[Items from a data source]

⁂

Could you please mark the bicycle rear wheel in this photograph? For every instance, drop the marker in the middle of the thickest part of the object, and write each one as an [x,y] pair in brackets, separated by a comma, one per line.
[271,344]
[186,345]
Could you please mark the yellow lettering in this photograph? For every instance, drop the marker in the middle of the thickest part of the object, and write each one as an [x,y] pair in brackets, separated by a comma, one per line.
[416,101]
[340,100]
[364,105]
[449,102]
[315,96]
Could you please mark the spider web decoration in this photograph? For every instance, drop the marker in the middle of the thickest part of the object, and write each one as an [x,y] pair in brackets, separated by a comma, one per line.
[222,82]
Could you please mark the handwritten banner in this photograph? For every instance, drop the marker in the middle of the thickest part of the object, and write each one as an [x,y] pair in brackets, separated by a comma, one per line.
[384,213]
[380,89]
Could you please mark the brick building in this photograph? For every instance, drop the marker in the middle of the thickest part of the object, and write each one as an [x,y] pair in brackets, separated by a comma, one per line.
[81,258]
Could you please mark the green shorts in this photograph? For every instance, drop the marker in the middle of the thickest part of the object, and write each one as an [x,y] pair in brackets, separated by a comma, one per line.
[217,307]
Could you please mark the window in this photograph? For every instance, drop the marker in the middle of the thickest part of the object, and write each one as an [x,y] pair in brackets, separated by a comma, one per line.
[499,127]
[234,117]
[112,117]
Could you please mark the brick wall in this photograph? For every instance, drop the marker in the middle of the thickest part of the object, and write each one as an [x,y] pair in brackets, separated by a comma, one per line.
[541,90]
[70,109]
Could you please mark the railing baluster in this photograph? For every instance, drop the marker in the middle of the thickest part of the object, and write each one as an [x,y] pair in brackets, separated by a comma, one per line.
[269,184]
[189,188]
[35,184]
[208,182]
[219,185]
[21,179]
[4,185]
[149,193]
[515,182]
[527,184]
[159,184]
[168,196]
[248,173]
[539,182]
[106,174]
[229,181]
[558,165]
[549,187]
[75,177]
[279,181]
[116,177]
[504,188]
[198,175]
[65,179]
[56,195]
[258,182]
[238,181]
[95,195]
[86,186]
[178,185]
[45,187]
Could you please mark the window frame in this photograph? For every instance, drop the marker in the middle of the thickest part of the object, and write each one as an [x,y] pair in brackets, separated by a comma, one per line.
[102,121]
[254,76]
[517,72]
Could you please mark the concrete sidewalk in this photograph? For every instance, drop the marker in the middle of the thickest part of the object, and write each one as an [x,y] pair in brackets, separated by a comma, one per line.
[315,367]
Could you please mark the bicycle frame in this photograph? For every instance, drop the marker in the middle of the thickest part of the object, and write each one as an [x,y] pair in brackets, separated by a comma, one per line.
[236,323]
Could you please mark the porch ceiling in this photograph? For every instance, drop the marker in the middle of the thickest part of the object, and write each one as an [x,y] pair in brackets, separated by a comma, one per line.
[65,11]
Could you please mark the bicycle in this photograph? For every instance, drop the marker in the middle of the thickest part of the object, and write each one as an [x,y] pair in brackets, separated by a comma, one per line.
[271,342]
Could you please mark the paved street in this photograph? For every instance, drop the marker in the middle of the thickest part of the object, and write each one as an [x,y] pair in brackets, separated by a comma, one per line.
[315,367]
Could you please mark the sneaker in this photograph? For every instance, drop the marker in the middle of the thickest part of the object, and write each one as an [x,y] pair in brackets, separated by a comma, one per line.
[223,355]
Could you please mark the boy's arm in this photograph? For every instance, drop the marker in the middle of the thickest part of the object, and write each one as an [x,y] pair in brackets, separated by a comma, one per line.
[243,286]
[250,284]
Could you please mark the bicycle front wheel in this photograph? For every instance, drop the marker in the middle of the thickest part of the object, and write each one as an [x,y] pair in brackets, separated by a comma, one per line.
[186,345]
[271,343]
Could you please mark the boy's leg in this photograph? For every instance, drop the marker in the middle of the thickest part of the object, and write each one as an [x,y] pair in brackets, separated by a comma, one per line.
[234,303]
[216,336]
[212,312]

⁂

* [Task statement] No line may be altered or left out when the data is written out.

* [Exercise answer]
Could you please mark the bicycle rear wheel in this photograph? For every instance, drop the marker in the middle of the thickest part of the object, and write each one as an [x,y] pair in brackets, separated by a comma, one per line.
[271,344]
[186,345]
Could you please mark the yellow lettering in this photograph? For every instance, drop the marker in the middle of the thickest part of the object, and write each one as an [x,y] pair in brackets, separated by a comma, one per line.
[416,101]
[340,100]
[364,105]
[449,102]
[315,96]
Could you please mark the spider web decoration in this photograph? For every instance, drop the marker in the middle of the thickest part of the object, and write each one as an [x,y] pair in brackets, separated by a comma, one per line.
[222,82]
Could you please mark the handwritten banner in this photograph? For every instance, drop the marker in the middle of the thickest part of the object, and write each one as an [x,y] pair in brackets, separated by a comma, one per line.
[384,213]
[380,89]
Could you please mark the brick building in this photograph? For every instance, drop the marker in the middle of the thickest part of the object, and write each one as an [x,y] pair in brackets, separated by a comma, one per line.
[81,258]
Could you please mark the green shorts in this photograph? For every instance, drop the marker in the middle of the thickest part of the object, and write each one as an [x,y] pair in brackets, separated by a comma, one per line.
[217,307]
Could you please mark the window in this photograph? For every instance, drop the marker in the middle of the thickest part of the object, and write each one as an [x,y] pair in brackets, separated by a comma, one per line.
[499,127]
[234,117]
[112,117]
Could you please mark the brick wall in this photograph? For every instance, drop the marker in the middle of the thickest part of the object, and write each one as an [x,y] pair in brackets, separated by a comma, one per line.
[541,90]
[70,109]
Could you please mark the railing baluster in this photograph? For every instance, drop the marker in the middle of the thickest part of the object, and write each one as an [x,y] pair in brackets, separated by a comma, one per line.
[269,184]
[189,188]
[35,184]
[208,182]
[219,185]
[21,179]
[4,185]
[149,193]
[515,182]
[527,184]
[159,184]
[168,196]
[248,173]
[539,182]
[106,174]
[229,181]
[558,165]
[549,187]
[75,177]
[279,181]
[116,177]
[504,188]
[198,175]
[65,179]
[56,195]
[258,182]
[238,181]
[95,195]
[86,186]
[178,185]
[45,187]
Could you please mark the window frame in this photograph? For every instance, drop the marker in the middle of the thickest part of the object, and write each one as an [x,y] pair in brackets, separated by a comma, one per line.
[102,121]
[254,76]
[517,72]
Could you please mark the concrete sidewalk in this photograph? For every instance, drop the marker in the middle of the thickest part of the object, and write each one as an [x,y] pair in brackets, separated by a comma, one per line.
[315,367]
Could you please mark the bicycle frame in this photograph? For every instance, drop the marker in the middle of the thickest part of the object, and write each one as an [x,y] pair in brackets, separated by a comma, one per line.
[236,323]
Could you please mark the porch ceiling in this photograph? For every instance, drop the marker in the middle of the thickest part of the object, and write each one as an [x,y] pair in brackets, separated by a comma, one per line.
[65,11]
Could you please mark the bicycle in this photograph? For every instance, drop the marker in the middle of the thickest part of the object, and write each one as an [x,y] pair in brackets, separated by a comma, one per line.
[271,342]
Could you please mark the paved street in this photograph? For every instance, drop the marker in the middle of the thickest part of the object, and write each one as an [x,y] pair in brackets, separated by a comma, one per line.
[315,367]
Could you please mark the sneaker in this photograph? For every instance, drop the marker in the middle of the thickest part of the object, and write each one as an [x,y] pair in brackets, separated by a comma, one per line.
[223,355]
Could you please mark the boy's arm in this photograph? For every instance, drop the marker in the middle of the thickest part of the object, and write each one as an [x,y] pair in brackets, separated by a comma, one per line.
[243,286]
[250,284]
Could you please mark the bicycle front wheel in this photograph? For every instance, drop the marker in the middle of the thickest part of the object, and write each one as an [x,y] pair in brackets, separated by a comma, one per line.
[186,345]
[271,343]
Could you please mark the boy's leg in this photograph? For every instance, drop the marker in the middle of the thickest part of the object, and write each one as an [x,y] pair in brackets, separated by a comma, one per line.
[234,303]
[216,336]
[212,312]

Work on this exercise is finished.